Assignment:
Rewrite the data below with every "positive clicks" swapped for "foreground clicks", leaving everything else unchanged.

Input material:
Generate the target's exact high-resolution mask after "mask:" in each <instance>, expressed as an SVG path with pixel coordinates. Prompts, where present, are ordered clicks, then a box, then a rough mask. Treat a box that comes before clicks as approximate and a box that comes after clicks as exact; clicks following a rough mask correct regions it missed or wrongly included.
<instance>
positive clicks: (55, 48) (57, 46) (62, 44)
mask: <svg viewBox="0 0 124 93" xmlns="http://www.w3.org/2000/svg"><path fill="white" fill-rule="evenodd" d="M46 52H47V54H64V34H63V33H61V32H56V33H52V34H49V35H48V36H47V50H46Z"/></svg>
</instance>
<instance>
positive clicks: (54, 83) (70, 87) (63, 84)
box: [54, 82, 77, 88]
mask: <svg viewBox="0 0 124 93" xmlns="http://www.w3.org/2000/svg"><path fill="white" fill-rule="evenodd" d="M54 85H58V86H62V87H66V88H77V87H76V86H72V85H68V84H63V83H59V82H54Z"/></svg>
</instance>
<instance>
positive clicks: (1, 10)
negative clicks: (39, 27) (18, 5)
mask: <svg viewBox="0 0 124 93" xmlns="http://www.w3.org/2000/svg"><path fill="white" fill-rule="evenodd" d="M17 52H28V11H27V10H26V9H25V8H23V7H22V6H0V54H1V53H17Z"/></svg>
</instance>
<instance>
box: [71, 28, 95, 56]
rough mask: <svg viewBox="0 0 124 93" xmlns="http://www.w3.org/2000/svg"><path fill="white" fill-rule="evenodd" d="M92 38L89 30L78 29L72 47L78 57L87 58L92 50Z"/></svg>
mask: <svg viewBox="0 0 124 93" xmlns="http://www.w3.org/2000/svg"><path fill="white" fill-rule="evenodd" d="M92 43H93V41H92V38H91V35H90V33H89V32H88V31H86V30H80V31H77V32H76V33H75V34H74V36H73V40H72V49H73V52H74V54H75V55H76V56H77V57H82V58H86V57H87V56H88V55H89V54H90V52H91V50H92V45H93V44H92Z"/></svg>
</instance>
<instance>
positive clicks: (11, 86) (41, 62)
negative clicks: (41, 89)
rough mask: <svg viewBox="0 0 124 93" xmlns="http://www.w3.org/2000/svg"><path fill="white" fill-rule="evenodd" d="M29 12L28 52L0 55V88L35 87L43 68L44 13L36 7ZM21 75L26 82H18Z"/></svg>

Output:
Generate the target's exact high-resolution mask after "mask:" in each <instance>, expressed as an SVG path with pixel coordinates. Prompts, where present, are ordered clicks, then a box, then a rough mask. Treat a box that comes before clicks as approximate and a box that comes after clicks as exact; clicks following a rough mask correct regions it missed or wrongly included.
<instance>
foreground clicks: (55, 48) (57, 46) (62, 44)
mask: <svg viewBox="0 0 124 93" xmlns="http://www.w3.org/2000/svg"><path fill="white" fill-rule="evenodd" d="M46 52H47V54H64V34H63V33H61V32H56V33H52V34H49V35H48V36H47V50H46Z"/></svg>
</instance>
<instance>
foreground clicks: (54, 83) (70, 87) (63, 84)
box: [54, 82, 77, 88]
mask: <svg viewBox="0 0 124 93" xmlns="http://www.w3.org/2000/svg"><path fill="white" fill-rule="evenodd" d="M54 85H58V86H62V87H66V88H77V87H76V86H72V85H68V84H63V83H59V82H54Z"/></svg>
</instance>
<instance>
foreground clicks: (1, 10)
negative clicks: (39, 27) (18, 5)
mask: <svg viewBox="0 0 124 93" xmlns="http://www.w3.org/2000/svg"><path fill="white" fill-rule="evenodd" d="M17 52H28V11H27V10H26V9H25V8H23V7H22V6H0V54H1V53H17Z"/></svg>
</instance>
<instance>
box: [71, 28, 95, 56]
rough mask: <svg viewBox="0 0 124 93" xmlns="http://www.w3.org/2000/svg"><path fill="white" fill-rule="evenodd" d="M92 38L89 30L78 29L72 47L78 57L87 58L92 50Z"/></svg>
mask: <svg viewBox="0 0 124 93" xmlns="http://www.w3.org/2000/svg"><path fill="white" fill-rule="evenodd" d="M92 43H93V41H92V38H91V35H90V33H89V32H88V31H86V30H80V31H77V32H76V33H75V34H74V36H73V40H72V49H73V52H74V54H75V55H76V56H77V57H82V58H86V57H87V56H88V55H89V54H90V52H91V50H92V45H93V44H92Z"/></svg>
</instance>
<instance>
foreground clicks: (11, 86) (41, 62)
negative clicks: (41, 89)
rough mask: <svg viewBox="0 0 124 93" xmlns="http://www.w3.org/2000/svg"><path fill="white" fill-rule="evenodd" d="M29 12L28 52L0 55V88L35 87L43 68L44 13L36 7ZM21 75L26 82H18Z"/></svg>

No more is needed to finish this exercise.